Point localization data:
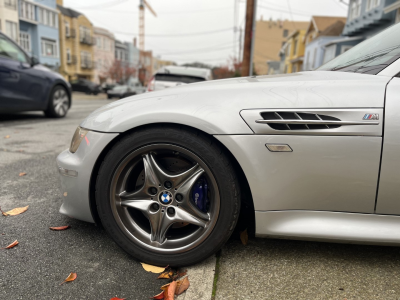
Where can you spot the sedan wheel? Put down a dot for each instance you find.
(166, 199)
(58, 104)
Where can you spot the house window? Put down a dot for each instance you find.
(25, 41)
(69, 59)
(371, 4)
(49, 48)
(12, 4)
(67, 29)
(355, 9)
(285, 33)
(11, 30)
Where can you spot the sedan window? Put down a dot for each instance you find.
(9, 50)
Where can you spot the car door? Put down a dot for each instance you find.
(22, 86)
(388, 200)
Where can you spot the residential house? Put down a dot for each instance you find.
(76, 44)
(38, 35)
(104, 54)
(365, 19)
(294, 52)
(393, 7)
(9, 22)
(320, 32)
(270, 37)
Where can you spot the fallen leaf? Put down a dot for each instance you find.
(153, 269)
(71, 277)
(12, 245)
(169, 294)
(244, 237)
(159, 296)
(60, 228)
(15, 211)
(182, 285)
(166, 275)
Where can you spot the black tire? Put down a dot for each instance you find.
(213, 156)
(58, 103)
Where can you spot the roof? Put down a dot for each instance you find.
(321, 23)
(68, 11)
(190, 71)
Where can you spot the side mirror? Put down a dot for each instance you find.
(34, 61)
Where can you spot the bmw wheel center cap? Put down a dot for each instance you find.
(165, 198)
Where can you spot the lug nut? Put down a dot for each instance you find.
(152, 191)
(168, 184)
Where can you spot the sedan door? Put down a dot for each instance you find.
(22, 86)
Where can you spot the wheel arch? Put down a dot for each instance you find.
(247, 213)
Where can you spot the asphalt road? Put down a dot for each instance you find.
(44, 258)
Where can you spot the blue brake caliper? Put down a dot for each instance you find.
(199, 194)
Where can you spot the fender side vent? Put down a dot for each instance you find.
(298, 121)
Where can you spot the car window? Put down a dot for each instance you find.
(370, 56)
(10, 50)
(178, 78)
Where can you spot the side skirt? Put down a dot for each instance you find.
(329, 226)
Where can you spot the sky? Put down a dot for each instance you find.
(195, 30)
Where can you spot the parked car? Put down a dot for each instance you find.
(85, 86)
(122, 91)
(171, 76)
(26, 85)
(311, 155)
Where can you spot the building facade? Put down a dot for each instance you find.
(38, 35)
(270, 37)
(9, 21)
(320, 32)
(77, 44)
(104, 54)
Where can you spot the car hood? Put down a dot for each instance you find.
(214, 106)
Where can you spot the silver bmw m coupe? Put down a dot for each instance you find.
(311, 155)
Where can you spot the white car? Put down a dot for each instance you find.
(171, 76)
(311, 155)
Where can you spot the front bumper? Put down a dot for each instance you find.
(75, 171)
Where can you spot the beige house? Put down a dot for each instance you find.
(104, 54)
(270, 37)
(9, 21)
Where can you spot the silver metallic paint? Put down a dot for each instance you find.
(388, 201)
(76, 202)
(334, 173)
(329, 226)
(251, 117)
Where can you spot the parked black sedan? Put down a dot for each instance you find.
(85, 86)
(26, 85)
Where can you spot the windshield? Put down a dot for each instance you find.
(370, 56)
(178, 78)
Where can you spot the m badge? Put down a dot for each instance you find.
(371, 117)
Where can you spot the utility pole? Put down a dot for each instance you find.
(249, 34)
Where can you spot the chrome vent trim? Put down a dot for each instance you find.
(287, 120)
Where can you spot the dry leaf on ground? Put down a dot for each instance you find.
(15, 211)
(12, 245)
(244, 237)
(153, 269)
(70, 278)
(166, 275)
(60, 228)
(182, 285)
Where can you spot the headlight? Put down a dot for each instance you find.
(79, 135)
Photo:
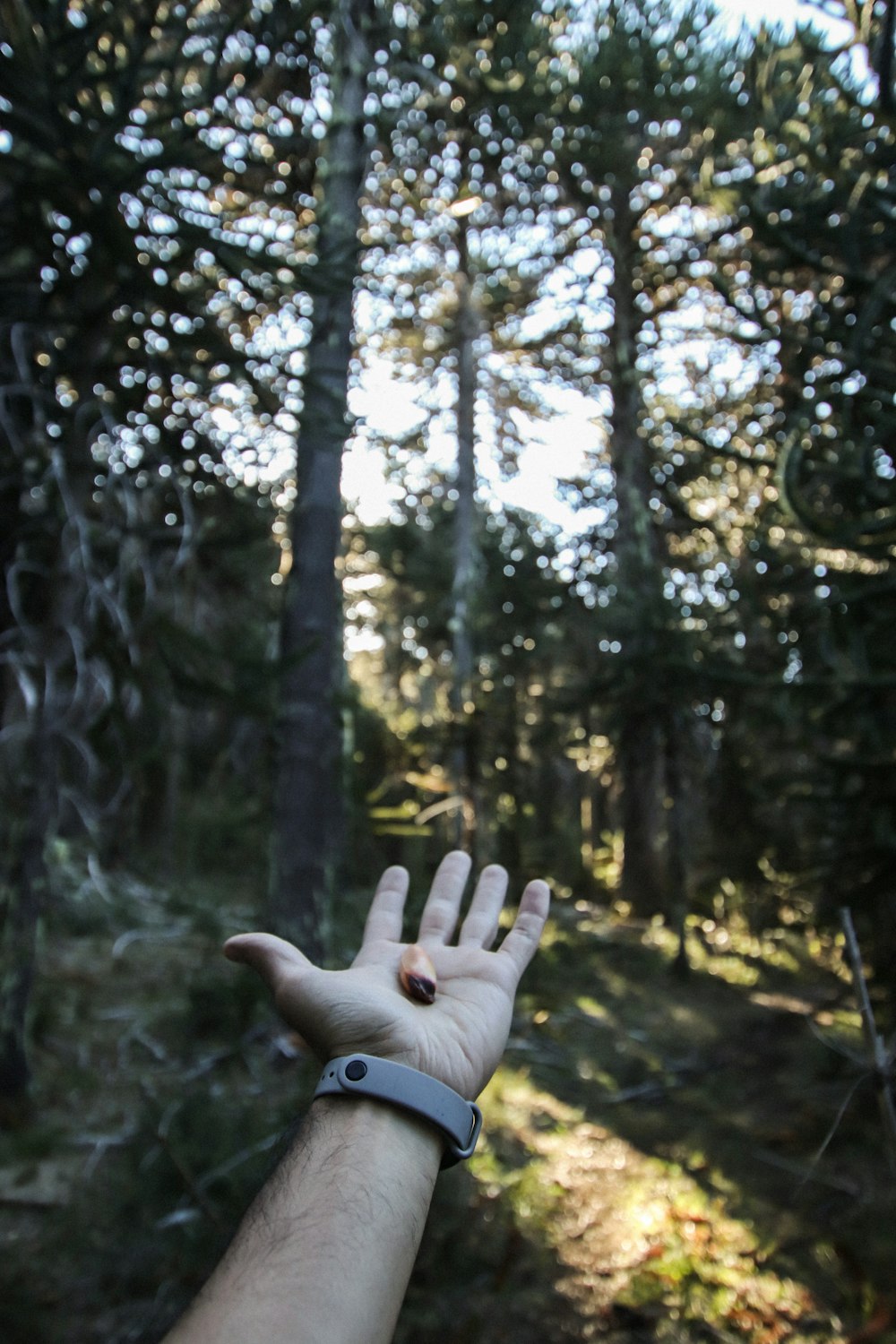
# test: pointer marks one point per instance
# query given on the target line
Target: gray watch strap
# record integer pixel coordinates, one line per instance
(384, 1080)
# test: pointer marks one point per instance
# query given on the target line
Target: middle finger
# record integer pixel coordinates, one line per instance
(444, 902)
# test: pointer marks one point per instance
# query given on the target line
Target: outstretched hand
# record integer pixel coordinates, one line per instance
(460, 1038)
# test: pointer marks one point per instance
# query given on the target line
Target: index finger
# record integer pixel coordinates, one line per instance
(522, 940)
(387, 908)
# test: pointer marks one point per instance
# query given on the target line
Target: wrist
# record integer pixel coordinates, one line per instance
(395, 1085)
(378, 1133)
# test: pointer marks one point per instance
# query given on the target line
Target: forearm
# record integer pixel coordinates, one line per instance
(325, 1252)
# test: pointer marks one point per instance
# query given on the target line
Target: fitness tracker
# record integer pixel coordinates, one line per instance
(383, 1080)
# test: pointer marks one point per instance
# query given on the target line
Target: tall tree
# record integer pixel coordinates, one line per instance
(306, 798)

# Exercise details:
Reprint every record exactly and skip the pictures.

# Solved problem:
Where can you spot the sedan wheel? Put down a dot for each instance you find.
(166, 199)
(58, 104)
Where can you spot the house window? Put down a dot for each instance you find.
(25, 41)
(69, 59)
(371, 4)
(49, 48)
(12, 4)
(67, 29)
(355, 9)
(285, 33)
(11, 30)
Where can you spot the sedan window? Put down a dot for each instance you find.
(9, 50)
Where can you spot the car door? Put down a dot for each instance you find.
(22, 86)
(388, 200)
Where can you spot the residential house? Put down a dot for each instance you find.
(76, 44)
(38, 35)
(104, 54)
(365, 19)
(294, 52)
(393, 7)
(9, 22)
(320, 32)
(270, 37)
Where can you spot the fallen leaf? Put down a dot for each instance you find.
(153, 269)
(71, 277)
(12, 245)
(169, 294)
(244, 237)
(159, 296)
(60, 228)
(15, 211)
(182, 285)
(166, 275)
Where can you spot the black tire? Put down a dot for each instance you find.
(213, 156)
(58, 103)
Where can you spot the roof? Put down a dot for each instance you find.
(321, 23)
(68, 11)
(190, 71)
Where can you spot the side mirror? Put down a dot for each instance you find.
(34, 61)
Where can you spot the bmw wheel center cap? Put down a dot for each instance you find.
(165, 198)
Where can you spot the lug nut? Put down a dot for each instance you find.
(152, 191)
(168, 184)
Where can you spot the sedan door? Put down a dot for each instance you find.
(22, 86)
Where can you spot the wheel arch? Put down a dot for each instance you find.
(247, 213)
Where can you spot the asphalt road? Put down a dot for each instance you find.
(44, 258)
Where can you spot the blue brake caliper? Put down a dot for each instance you find.
(199, 194)
Where can you spot the fender side vent? Put down a dot for each instance you find.
(298, 121)
Where can you spot the car window? Put down a dot for each instance you find.
(370, 56)
(10, 50)
(178, 78)
Where can you spot the side skirt? Put down a dot for each instance you find.
(329, 226)
Where can you spot the sky? Put down a dot for each instance you find.
(195, 30)
Where can you spot the parked car? Put down a dot for each instance you find.
(85, 86)
(122, 91)
(171, 76)
(26, 85)
(311, 155)
Where can you spot the building facade? Put down a dot for each instance you find.
(38, 35)
(270, 37)
(9, 21)
(320, 32)
(77, 44)
(104, 54)
Where can you spot the car hood? Put down a dot for each instance you find.
(214, 106)
Where can you spot the silver bmw m coupe? Put down a dot for each instance you find.
(311, 155)
Where can you spot the white car? Put down a dot for each instance you find.
(171, 76)
(311, 155)
Where can you spot the front bumper? Put down a dot for each instance you find.
(75, 171)
Where can you spot the beige house? Put down a dot for each instance you find.
(104, 54)
(270, 37)
(9, 21)
Where can you spot the silver metallic paint? Put down a dot for each instance you find.
(388, 201)
(76, 202)
(334, 173)
(329, 226)
(251, 117)
Where can you spot the parked black sedan? Put down a dot for each instance you find.
(85, 86)
(26, 85)
Where can you spot the windshield? Put down a dot for each instance you find.
(370, 56)
(178, 78)
Where can you spot the m badge? Put down a dot for each instance you find.
(371, 117)
Where can you spot the utility pole? Put down a dot for each instance you find.
(249, 34)
Where can you spot the chrome vent trim? Put down a dot for each instance you find.
(287, 120)
Where can you spot the dry leaf on ground? Put down a dot for each instance you find.
(15, 211)
(12, 245)
(244, 237)
(153, 269)
(70, 278)
(166, 275)
(60, 228)
(182, 285)
Where can you spot the headlight? Put down a dot for each instance you find.
(79, 135)
Photo:
# test: pointer marks one point per instance
# query given on the target line
Target: gray watch strap
# record integer pixel coordinates, one line per instance
(384, 1080)
# test: pointer marks one point per instance
# query given on the target line
Target: middle finger
# record integer pixel coordinates, one line per instance
(444, 902)
# test: pointer marks one point per instance
# query given on the target line
Target: outstretched hand
# record integer pixel coordinates, one line per instance
(460, 1038)
# test: pointer marks one point per instance
# query given on the target line
Target: index finger
# record integer pixel coordinates, one line per instance
(522, 940)
(387, 908)
# test: pointer marks one point per instance
# query given on the target line
Target: wrist
# record integer pixel coordinates, one line per instance
(395, 1085)
(378, 1133)
# test: pointer marks one point per instance
# query given on the target line
Target: forearm
# record integer pixel coordinates, one line per instance
(325, 1252)
# test: pointer marks one point per instance
# query given on the target line
Target: fitness tracker
# record integer pixel coordinates, one line per instance
(383, 1080)
# test: pointer marks one point per instance
# query given on the target line
Target: tall tree
# record integer pixel coordinates, one line per instance
(306, 798)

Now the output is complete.